> **What is asked**: From the line containing "# point at: pasture" down to the final line of the entries below, quote every line verbatim. Exclude pictures.

> **Provided records**:
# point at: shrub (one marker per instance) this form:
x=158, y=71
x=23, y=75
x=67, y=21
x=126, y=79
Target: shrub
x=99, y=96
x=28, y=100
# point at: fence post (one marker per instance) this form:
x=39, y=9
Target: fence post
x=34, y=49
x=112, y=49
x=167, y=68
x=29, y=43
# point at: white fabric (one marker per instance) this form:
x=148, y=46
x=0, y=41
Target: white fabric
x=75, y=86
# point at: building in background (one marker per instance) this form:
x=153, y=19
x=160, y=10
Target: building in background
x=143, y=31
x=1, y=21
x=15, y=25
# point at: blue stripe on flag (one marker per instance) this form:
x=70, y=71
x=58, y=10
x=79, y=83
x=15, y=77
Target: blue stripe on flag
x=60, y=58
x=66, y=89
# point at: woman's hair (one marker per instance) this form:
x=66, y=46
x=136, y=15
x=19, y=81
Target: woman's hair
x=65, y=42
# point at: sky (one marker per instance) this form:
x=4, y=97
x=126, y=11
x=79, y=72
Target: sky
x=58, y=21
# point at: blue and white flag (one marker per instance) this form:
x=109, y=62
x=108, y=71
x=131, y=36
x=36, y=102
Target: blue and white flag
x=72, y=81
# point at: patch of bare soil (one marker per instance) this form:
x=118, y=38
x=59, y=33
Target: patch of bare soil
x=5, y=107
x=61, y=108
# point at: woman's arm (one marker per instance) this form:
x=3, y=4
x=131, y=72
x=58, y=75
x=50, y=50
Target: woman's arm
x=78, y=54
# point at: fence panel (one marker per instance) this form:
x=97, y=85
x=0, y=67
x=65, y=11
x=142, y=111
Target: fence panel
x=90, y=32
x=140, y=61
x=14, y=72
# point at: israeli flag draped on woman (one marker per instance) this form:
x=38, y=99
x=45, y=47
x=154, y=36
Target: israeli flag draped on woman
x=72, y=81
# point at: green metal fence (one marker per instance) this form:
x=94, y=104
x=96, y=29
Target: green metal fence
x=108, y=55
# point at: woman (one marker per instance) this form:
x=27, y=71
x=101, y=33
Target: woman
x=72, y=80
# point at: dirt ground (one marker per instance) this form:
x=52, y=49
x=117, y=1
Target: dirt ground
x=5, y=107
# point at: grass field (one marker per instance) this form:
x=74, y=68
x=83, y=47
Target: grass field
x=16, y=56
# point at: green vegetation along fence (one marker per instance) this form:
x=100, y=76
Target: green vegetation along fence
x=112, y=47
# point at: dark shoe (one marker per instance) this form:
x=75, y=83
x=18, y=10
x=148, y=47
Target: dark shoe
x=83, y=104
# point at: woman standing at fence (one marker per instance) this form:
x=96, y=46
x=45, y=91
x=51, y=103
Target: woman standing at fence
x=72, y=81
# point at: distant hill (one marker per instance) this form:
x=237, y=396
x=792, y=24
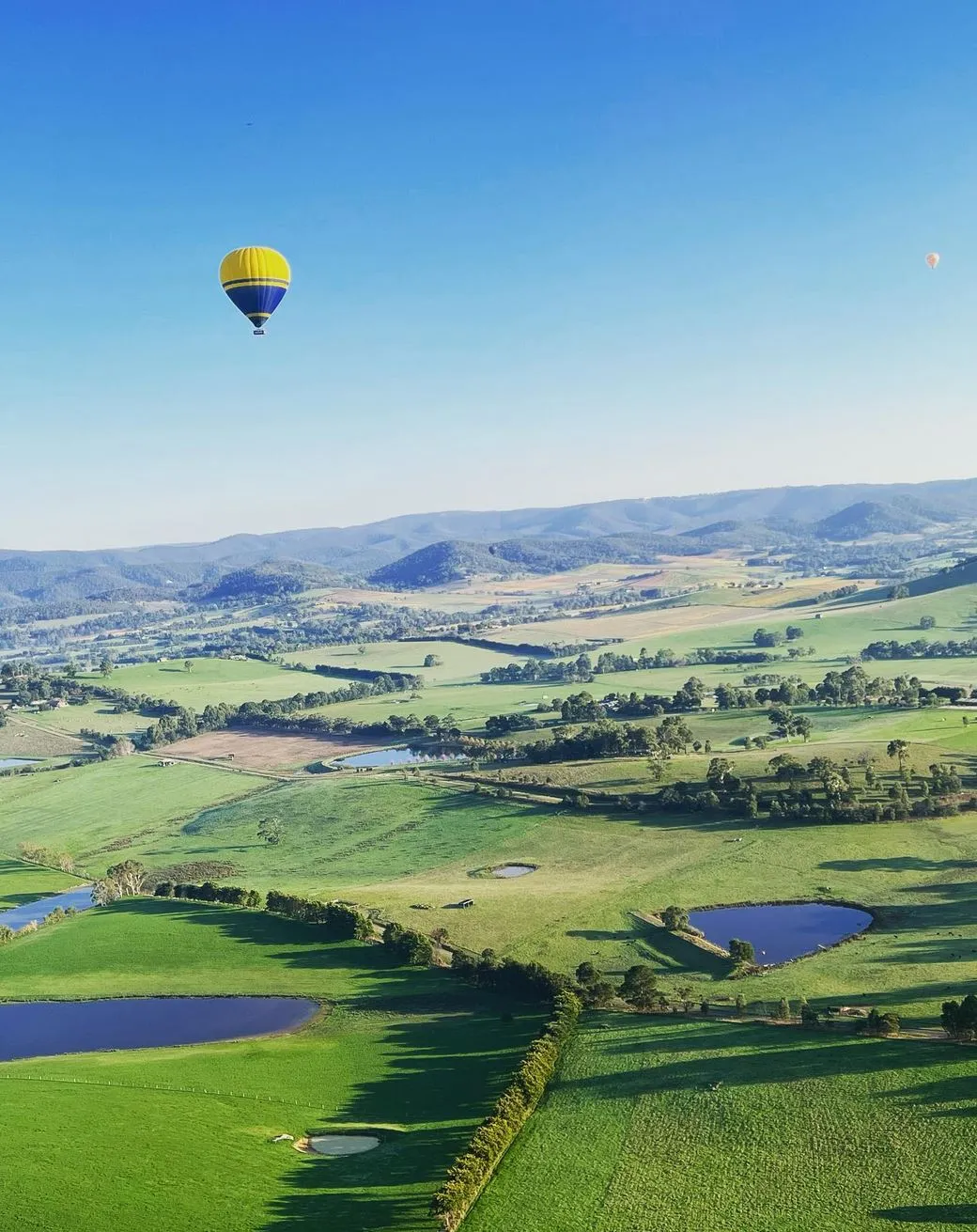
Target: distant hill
x=727, y=519
x=440, y=563
x=870, y=518
x=263, y=582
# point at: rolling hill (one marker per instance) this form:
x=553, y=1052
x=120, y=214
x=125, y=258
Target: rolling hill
x=751, y=518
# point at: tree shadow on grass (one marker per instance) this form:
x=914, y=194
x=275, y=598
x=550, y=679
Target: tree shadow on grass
x=897, y=864
x=937, y=1215
x=701, y=1056
x=380, y=985
x=440, y=1080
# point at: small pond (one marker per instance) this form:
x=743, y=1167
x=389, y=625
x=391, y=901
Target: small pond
x=395, y=757
x=780, y=931
x=343, y=1144
x=48, y=1029
x=16, y=917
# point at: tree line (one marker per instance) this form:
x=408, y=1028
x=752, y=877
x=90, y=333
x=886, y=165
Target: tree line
x=471, y=1171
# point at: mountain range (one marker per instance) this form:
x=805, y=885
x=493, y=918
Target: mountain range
x=502, y=542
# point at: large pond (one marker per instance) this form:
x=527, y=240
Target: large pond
x=782, y=930
x=16, y=917
x=47, y=1029
x=395, y=757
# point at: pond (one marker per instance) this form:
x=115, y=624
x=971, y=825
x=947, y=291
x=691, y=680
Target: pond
x=395, y=757
x=16, y=917
x=780, y=931
x=48, y=1029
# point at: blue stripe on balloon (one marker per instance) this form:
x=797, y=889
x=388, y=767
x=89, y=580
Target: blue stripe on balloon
x=256, y=300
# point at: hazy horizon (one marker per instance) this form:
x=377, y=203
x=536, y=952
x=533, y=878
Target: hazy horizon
x=540, y=257
x=469, y=509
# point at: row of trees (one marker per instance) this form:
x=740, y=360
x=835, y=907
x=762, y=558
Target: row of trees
x=921, y=648
x=470, y=1173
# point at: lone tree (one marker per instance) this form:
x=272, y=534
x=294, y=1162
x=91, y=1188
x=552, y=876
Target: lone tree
x=675, y=919
x=586, y=974
x=900, y=749
x=640, y=987
x=958, y=1019
x=742, y=951
x=126, y=879
x=270, y=829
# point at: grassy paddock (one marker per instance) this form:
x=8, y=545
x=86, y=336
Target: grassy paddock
x=173, y=1140
x=805, y=1131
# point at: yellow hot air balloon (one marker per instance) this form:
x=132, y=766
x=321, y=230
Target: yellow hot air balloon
x=256, y=281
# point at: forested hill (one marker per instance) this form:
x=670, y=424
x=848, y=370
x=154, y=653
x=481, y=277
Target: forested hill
x=524, y=538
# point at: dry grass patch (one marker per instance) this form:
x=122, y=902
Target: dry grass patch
x=264, y=751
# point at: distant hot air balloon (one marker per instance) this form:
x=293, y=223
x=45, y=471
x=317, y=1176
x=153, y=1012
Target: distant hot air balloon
x=256, y=280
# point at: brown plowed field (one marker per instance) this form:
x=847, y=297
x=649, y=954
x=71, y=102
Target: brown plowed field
x=264, y=751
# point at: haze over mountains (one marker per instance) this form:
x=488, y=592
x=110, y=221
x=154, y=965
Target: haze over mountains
x=430, y=549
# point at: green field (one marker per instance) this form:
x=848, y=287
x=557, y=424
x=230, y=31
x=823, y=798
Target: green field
x=178, y=1139
x=86, y=808
x=805, y=1132
x=390, y=844
x=210, y=680
x=23, y=882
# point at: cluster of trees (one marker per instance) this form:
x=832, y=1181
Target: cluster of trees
x=209, y=892
x=470, y=1173
x=534, y=672
x=958, y=1019
x=770, y=637
x=408, y=947
x=340, y=922
x=518, y=981
x=849, y=688
x=921, y=648
x=55, y=917
x=502, y=725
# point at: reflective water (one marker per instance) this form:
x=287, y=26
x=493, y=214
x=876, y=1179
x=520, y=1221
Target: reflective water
x=394, y=757
x=47, y=1029
x=16, y=917
x=780, y=930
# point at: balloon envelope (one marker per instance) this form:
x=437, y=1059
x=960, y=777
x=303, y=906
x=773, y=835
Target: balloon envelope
x=256, y=281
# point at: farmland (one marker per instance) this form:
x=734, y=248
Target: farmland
x=805, y=1132
x=180, y=1137
x=412, y=843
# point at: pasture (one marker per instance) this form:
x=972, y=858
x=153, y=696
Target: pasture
x=392, y=842
x=178, y=1139
x=805, y=1131
x=209, y=680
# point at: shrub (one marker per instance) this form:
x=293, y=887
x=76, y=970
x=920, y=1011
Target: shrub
x=472, y=1169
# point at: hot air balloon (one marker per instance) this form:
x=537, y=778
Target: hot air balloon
x=256, y=281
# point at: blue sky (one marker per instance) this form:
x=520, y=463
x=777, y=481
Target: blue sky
x=542, y=253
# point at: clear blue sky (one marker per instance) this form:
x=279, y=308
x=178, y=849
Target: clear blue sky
x=544, y=252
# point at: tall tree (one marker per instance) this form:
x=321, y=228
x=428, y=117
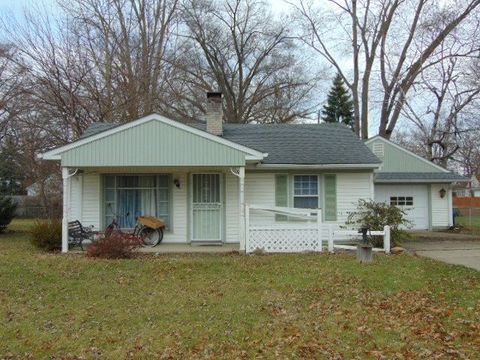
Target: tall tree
x=339, y=106
x=239, y=48
x=12, y=174
x=388, y=44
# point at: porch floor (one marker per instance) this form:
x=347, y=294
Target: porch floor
x=187, y=248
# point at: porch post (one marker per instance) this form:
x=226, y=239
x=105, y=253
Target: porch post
x=241, y=202
x=66, y=201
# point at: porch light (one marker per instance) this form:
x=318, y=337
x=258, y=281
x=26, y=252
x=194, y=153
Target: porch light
x=442, y=192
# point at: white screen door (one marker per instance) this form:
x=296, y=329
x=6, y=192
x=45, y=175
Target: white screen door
x=207, y=207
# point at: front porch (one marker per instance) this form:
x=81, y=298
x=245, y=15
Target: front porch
x=201, y=206
x=165, y=248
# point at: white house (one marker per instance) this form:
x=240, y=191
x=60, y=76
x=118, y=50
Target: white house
x=407, y=180
x=199, y=177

> **Correct answer**:
# point at: pasture (one marker per instance) this form:
x=972, y=858
x=153, y=696
Target: pasture
x=392, y=842
x=178, y=1139
x=805, y=1131
x=209, y=680
# point at: shrub (one marker per instance) this form:
x=293, y=887
x=76, y=970
x=920, y=1011
Target: shrub
x=472, y=1169
# point at: hot air balloon (one marker per instance) this form:
x=537, y=778
Target: hot air balloon
x=256, y=281
# point at: blue sky (one marker per instance) this form:
x=520, y=463
x=777, y=481
Target: blue sky
x=542, y=253
# point at: clear blue sky (one marker per instance) this form:
x=279, y=308
x=178, y=849
Target: clear blue sky
x=544, y=252
# point at: tall tree (one marker per instance) this form:
x=321, y=228
x=428, y=117
Target: tall tree
x=339, y=106
x=239, y=48
x=12, y=174
x=388, y=44
# point at: porch floor (one marker per instance) this form:
x=347, y=294
Target: porch floor
x=187, y=248
# point at: porch post (one marker per instance) this form:
x=226, y=239
x=105, y=253
Target: porch post
x=241, y=202
x=66, y=201
# point at: porch light (one marker per instance) this form:
x=318, y=337
x=258, y=281
x=26, y=252
x=194, y=153
Target: porch light
x=442, y=192
# point at: white screen door (one marker per instance) this form:
x=296, y=329
x=6, y=192
x=45, y=175
Target: white screen door
x=207, y=207
# point at: front porch (one marker per instance) this form:
x=81, y=298
x=245, y=15
Target: front porch
x=201, y=206
x=165, y=248
# point at: white house (one marker per instance) this form:
x=240, y=191
x=60, y=76
x=118, y=50
Target: white house
x=407, y=180
x=199, y=177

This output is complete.